• ABOUT THIS EXERCISE: Find the line holding "Locate every instance of the all" in the entries below. Give it again exactly, along with every line after it up to and including the line holding "Locate every instance of the bright".

• DATA EXCERPTS:
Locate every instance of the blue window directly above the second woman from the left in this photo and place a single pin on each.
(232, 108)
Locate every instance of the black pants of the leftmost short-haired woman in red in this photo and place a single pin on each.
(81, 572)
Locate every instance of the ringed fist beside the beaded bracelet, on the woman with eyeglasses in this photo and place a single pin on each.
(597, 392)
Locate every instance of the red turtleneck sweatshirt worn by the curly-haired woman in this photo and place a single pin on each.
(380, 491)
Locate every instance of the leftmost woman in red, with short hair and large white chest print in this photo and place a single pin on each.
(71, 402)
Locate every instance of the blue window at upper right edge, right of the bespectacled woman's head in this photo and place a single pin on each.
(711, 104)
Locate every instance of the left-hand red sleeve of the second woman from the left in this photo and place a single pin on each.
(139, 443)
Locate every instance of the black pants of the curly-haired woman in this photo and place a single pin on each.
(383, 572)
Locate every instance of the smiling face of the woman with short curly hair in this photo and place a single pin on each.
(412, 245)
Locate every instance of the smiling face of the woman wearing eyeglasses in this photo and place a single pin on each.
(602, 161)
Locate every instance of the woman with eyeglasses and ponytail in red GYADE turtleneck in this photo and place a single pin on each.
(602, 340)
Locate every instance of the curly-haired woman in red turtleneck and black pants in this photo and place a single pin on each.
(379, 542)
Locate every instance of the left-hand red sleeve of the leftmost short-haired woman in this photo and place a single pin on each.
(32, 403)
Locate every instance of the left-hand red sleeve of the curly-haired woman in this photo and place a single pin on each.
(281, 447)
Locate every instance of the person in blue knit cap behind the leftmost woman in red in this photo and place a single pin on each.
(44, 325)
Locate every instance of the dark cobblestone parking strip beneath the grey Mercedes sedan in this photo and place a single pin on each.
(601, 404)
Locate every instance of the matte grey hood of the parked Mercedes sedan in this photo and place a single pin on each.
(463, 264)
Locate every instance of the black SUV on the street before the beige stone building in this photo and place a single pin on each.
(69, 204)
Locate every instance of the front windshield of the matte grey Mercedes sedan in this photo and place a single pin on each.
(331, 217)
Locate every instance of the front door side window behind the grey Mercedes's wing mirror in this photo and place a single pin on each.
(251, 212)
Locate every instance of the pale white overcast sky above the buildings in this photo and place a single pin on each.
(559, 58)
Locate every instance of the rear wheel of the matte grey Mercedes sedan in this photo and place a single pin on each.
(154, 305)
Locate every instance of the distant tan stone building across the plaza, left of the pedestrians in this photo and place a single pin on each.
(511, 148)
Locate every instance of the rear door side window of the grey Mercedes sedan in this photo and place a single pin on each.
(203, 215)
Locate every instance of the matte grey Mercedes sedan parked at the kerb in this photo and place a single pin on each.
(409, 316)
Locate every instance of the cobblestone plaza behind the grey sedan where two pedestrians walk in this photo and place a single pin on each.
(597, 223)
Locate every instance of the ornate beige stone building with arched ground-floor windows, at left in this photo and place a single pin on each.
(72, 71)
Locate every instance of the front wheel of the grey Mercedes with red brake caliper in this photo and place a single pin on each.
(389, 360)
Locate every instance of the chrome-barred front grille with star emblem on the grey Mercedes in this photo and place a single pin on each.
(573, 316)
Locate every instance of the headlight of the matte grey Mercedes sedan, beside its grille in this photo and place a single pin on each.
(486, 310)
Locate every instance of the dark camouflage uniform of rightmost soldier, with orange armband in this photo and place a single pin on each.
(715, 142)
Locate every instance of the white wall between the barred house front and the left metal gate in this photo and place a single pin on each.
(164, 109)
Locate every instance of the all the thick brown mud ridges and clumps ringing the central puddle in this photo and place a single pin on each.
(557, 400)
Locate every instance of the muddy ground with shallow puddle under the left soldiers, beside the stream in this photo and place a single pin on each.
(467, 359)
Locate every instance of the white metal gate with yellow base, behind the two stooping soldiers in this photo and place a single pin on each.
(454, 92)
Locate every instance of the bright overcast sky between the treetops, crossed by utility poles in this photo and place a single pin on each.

==

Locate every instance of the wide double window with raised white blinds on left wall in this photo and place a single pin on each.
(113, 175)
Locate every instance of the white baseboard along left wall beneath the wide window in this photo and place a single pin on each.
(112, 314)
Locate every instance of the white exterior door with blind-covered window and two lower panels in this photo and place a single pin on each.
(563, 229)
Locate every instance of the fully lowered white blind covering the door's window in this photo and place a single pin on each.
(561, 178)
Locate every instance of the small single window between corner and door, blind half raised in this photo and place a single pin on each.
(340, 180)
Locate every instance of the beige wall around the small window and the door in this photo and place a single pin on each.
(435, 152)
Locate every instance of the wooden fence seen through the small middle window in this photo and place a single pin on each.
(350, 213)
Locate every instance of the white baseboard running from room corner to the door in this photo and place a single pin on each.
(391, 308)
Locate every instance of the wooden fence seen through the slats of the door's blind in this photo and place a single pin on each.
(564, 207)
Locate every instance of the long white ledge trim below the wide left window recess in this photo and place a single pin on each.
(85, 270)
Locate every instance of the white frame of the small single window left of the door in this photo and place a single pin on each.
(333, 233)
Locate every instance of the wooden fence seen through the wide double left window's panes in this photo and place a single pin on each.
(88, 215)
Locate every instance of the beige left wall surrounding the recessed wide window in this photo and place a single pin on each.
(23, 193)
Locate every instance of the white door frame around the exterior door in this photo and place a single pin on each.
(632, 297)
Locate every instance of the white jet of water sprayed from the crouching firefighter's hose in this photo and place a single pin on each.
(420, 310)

• COMPLETED TASK:
Locate every instance of the all the thick brown mud ridges and clumps ringing the central puddle in this photo and place a single pin on each.
(557, 400)
Locate every instance of the muddy ground with shallow puddle under the left soldiers, beside the stream in this photo and place a single pin on each.
(467, 359)
Locate every instance of the white metal gate with yellow base, behind the two stooping soldiers in this photo and place a single pin on each.
(454, 92)
Locate every instance of the bright overcast sky between the treetops, crossed by utility poles in this photo and place a single pin on each.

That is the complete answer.